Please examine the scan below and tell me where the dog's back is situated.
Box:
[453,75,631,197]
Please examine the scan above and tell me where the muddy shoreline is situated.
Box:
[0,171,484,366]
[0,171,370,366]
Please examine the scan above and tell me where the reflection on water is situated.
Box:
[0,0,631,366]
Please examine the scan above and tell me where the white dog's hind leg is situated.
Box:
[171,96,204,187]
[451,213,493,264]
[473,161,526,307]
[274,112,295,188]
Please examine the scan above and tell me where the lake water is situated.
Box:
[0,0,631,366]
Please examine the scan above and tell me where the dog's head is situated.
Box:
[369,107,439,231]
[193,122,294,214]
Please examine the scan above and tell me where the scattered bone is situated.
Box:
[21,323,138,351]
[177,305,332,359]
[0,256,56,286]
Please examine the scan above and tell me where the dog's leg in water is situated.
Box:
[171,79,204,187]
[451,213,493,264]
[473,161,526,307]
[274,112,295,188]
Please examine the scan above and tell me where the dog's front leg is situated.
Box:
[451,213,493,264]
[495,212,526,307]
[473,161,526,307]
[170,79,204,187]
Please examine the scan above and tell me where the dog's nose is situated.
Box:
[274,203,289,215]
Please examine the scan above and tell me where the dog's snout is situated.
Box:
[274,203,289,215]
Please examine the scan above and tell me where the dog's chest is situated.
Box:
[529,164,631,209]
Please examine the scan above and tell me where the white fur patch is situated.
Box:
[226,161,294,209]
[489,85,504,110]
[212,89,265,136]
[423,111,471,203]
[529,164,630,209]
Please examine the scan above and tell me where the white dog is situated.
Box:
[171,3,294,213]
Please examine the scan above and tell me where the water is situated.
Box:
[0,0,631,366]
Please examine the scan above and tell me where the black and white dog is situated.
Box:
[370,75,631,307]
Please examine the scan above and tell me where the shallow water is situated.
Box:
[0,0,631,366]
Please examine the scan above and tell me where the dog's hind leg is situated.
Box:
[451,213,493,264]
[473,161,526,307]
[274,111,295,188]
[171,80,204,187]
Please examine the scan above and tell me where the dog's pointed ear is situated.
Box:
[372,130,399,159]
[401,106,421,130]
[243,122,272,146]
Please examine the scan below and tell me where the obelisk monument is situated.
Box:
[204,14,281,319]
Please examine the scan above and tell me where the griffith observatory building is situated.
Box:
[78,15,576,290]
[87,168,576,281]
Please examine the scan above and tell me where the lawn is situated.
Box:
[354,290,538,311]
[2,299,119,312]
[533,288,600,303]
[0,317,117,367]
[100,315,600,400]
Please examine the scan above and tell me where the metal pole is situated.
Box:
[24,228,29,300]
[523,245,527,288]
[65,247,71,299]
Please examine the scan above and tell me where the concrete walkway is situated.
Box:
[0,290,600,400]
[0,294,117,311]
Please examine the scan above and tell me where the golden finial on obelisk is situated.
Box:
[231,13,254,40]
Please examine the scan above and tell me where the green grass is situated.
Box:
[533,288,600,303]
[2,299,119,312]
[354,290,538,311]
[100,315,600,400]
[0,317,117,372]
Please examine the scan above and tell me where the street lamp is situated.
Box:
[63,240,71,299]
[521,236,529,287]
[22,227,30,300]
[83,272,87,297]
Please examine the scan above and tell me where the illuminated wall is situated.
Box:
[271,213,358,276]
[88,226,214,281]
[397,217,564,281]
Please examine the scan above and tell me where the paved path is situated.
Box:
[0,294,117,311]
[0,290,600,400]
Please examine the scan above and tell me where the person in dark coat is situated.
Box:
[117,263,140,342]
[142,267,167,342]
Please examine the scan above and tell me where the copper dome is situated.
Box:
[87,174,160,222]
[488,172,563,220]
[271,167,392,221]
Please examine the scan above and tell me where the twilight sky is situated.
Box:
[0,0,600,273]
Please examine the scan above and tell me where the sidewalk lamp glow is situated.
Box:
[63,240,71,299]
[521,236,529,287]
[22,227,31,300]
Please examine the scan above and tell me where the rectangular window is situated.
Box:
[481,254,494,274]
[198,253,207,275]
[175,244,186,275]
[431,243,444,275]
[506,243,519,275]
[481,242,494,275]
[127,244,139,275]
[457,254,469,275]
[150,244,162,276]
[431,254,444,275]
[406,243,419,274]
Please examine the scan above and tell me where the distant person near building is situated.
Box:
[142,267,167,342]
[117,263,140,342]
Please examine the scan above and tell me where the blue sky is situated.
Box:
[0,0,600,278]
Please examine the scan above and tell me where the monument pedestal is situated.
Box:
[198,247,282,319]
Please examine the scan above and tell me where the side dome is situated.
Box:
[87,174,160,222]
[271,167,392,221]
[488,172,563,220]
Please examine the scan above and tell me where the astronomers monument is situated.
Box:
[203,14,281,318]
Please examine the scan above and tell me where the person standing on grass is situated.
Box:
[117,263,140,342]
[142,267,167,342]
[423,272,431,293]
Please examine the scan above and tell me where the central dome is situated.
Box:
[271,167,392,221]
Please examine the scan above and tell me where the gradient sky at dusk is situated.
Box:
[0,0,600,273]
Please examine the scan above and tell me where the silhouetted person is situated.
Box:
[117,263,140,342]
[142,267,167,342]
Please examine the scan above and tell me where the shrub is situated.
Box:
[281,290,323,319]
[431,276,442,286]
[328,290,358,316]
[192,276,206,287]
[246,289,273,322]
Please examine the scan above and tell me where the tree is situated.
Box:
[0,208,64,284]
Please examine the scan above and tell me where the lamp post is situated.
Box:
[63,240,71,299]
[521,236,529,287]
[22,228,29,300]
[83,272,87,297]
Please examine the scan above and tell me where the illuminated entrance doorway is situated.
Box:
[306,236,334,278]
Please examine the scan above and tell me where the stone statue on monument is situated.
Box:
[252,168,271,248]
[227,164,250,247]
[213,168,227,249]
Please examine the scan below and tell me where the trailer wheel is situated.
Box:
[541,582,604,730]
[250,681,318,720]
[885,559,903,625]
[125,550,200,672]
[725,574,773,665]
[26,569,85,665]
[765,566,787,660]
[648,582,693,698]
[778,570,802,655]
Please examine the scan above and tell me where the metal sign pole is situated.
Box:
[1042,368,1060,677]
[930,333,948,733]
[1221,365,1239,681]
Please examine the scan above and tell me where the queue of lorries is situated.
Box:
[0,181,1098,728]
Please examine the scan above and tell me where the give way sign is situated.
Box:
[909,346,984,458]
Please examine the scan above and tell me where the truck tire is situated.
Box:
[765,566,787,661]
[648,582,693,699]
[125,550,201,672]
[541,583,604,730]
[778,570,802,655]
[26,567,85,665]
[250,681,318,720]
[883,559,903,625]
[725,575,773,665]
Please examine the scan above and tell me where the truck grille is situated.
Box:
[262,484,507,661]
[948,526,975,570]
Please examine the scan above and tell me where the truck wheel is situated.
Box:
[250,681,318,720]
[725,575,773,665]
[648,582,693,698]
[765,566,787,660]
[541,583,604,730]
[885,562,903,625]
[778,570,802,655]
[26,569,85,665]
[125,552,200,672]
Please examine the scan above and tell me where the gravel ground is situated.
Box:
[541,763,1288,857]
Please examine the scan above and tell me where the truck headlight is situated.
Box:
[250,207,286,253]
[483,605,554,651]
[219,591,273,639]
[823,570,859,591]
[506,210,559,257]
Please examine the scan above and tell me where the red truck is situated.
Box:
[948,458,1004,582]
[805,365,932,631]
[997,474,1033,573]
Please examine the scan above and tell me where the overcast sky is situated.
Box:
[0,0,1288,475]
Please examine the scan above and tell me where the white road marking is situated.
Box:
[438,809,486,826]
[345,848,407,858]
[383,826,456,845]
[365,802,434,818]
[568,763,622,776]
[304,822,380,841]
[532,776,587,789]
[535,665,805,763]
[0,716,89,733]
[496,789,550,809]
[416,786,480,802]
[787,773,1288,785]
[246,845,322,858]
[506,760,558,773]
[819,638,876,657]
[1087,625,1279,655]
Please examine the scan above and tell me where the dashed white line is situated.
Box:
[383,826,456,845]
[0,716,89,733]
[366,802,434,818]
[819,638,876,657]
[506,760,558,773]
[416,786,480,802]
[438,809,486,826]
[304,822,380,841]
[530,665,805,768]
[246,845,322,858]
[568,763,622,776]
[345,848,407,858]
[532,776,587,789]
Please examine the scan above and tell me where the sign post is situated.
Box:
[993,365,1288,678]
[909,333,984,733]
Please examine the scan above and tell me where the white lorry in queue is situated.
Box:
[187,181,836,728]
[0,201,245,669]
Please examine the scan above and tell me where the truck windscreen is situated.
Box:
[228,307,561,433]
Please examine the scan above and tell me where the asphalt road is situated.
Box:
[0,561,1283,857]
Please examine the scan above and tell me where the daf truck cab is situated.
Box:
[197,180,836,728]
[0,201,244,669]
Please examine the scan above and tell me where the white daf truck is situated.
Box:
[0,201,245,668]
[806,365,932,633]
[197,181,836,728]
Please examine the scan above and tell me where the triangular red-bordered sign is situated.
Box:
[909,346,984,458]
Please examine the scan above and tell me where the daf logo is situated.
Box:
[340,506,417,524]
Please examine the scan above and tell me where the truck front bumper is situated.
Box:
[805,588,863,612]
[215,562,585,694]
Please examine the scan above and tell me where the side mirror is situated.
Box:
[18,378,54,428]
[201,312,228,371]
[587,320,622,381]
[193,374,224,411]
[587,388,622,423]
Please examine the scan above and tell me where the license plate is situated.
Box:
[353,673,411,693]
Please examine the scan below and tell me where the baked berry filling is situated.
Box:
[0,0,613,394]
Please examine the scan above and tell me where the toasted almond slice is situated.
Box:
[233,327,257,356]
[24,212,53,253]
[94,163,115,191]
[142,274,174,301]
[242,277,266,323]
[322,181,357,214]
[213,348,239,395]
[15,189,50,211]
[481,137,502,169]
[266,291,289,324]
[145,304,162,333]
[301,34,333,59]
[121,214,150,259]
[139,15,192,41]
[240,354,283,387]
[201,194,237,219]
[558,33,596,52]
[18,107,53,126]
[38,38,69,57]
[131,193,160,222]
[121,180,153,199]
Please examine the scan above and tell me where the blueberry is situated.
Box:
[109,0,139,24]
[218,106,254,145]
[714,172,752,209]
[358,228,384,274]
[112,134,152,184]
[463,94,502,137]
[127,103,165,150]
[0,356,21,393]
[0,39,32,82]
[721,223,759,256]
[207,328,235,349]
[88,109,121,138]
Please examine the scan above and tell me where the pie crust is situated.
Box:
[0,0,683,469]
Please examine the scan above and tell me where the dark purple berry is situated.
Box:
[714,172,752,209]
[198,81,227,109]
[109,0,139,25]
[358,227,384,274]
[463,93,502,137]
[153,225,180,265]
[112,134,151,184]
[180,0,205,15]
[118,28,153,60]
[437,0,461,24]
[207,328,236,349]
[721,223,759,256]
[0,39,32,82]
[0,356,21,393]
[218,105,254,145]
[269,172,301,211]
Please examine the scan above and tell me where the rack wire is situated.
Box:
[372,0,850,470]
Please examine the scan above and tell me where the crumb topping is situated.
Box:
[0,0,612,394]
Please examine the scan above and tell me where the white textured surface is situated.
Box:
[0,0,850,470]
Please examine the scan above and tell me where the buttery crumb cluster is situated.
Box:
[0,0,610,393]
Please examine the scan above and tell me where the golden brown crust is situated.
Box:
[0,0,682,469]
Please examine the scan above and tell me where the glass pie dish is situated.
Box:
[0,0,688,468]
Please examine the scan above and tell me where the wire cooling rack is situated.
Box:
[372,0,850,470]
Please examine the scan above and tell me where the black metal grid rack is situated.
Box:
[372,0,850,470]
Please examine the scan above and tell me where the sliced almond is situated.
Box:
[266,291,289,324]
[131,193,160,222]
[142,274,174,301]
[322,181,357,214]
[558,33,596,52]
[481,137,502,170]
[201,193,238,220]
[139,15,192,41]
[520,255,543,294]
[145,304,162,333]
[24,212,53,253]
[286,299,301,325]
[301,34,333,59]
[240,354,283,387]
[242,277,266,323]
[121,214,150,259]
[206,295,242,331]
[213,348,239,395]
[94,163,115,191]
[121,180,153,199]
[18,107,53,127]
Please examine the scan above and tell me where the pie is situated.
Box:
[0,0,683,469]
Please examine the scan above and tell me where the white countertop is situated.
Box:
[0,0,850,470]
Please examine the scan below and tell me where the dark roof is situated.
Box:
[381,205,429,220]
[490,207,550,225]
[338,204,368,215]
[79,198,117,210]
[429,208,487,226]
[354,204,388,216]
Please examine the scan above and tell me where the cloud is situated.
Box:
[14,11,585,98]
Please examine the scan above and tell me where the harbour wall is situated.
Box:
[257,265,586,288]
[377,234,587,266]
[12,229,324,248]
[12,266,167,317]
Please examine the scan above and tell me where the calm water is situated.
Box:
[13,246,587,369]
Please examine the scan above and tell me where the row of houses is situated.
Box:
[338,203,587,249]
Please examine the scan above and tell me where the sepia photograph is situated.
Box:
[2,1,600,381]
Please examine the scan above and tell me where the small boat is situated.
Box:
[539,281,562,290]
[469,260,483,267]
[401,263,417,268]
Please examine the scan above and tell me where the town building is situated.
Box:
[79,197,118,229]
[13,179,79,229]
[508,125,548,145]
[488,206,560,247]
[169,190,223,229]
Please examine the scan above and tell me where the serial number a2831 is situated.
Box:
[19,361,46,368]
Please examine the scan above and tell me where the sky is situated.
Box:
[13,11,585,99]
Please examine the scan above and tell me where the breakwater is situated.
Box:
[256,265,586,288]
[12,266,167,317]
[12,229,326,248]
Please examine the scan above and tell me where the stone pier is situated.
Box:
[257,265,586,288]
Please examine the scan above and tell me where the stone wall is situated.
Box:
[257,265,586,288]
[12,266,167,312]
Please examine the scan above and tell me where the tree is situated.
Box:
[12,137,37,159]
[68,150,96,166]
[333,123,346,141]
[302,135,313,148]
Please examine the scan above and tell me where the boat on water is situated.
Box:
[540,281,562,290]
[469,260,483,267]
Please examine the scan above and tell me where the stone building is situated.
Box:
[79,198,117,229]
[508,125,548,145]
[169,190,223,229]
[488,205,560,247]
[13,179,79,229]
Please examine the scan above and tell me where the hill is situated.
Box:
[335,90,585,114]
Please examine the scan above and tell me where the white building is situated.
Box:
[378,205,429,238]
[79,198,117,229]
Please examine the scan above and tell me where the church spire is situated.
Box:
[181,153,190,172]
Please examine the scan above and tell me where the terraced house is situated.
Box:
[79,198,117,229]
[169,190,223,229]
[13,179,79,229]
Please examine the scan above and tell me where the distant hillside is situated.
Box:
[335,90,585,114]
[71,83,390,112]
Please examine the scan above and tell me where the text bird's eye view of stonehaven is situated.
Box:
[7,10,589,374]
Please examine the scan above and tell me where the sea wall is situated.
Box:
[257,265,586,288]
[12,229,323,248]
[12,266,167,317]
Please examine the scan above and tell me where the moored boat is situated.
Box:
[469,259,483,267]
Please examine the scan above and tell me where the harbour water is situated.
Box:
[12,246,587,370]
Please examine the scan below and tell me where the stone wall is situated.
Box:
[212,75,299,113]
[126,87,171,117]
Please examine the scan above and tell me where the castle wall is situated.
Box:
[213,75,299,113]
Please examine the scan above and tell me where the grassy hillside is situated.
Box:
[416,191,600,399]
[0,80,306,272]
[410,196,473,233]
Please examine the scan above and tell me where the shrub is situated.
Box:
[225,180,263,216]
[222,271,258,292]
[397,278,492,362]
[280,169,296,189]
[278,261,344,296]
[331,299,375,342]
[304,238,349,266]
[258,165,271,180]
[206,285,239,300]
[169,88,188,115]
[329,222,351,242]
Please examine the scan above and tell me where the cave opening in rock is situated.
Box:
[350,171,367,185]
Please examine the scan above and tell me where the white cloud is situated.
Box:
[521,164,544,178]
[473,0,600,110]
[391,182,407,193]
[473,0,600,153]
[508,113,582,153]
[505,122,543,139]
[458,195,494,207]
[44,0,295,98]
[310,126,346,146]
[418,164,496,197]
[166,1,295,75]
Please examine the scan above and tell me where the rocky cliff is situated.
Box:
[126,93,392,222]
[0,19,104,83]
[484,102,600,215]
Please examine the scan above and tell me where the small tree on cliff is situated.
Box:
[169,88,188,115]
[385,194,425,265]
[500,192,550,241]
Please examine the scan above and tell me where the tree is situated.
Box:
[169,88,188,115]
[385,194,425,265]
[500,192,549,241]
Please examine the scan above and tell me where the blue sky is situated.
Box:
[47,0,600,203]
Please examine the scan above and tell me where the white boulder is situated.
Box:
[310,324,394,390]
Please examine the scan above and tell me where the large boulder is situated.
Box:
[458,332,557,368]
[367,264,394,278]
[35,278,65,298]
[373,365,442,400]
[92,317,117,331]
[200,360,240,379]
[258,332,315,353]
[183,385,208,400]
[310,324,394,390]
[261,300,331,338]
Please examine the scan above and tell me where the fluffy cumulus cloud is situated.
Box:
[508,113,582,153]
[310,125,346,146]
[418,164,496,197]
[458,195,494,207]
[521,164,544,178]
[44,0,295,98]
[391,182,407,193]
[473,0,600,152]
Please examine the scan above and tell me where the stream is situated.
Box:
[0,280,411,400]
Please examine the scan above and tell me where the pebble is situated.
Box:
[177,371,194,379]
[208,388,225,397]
- - -
What is required >>
Reproduce the lines of the entries word for word, starting at the line that contains "Please examine the scan above and tell me where the blueberry" and stopping after the line that contains "[88,109,121,138]". Include both of those lines and nothing else.

In response >>
Please examine the scan above and tell me where the blueberry is situated.
Box:
[109,0,139,24]
[218,106,254,145]
[714,172,752,209]
[358,228,384,274]
[112,134,152,184]
[463,94,502,137]
[127,103,165,150]
[0,356,21,393]
[0,39,32,82]
[721,223,759,256]
[207,328,235,349]
[88,109,121,138]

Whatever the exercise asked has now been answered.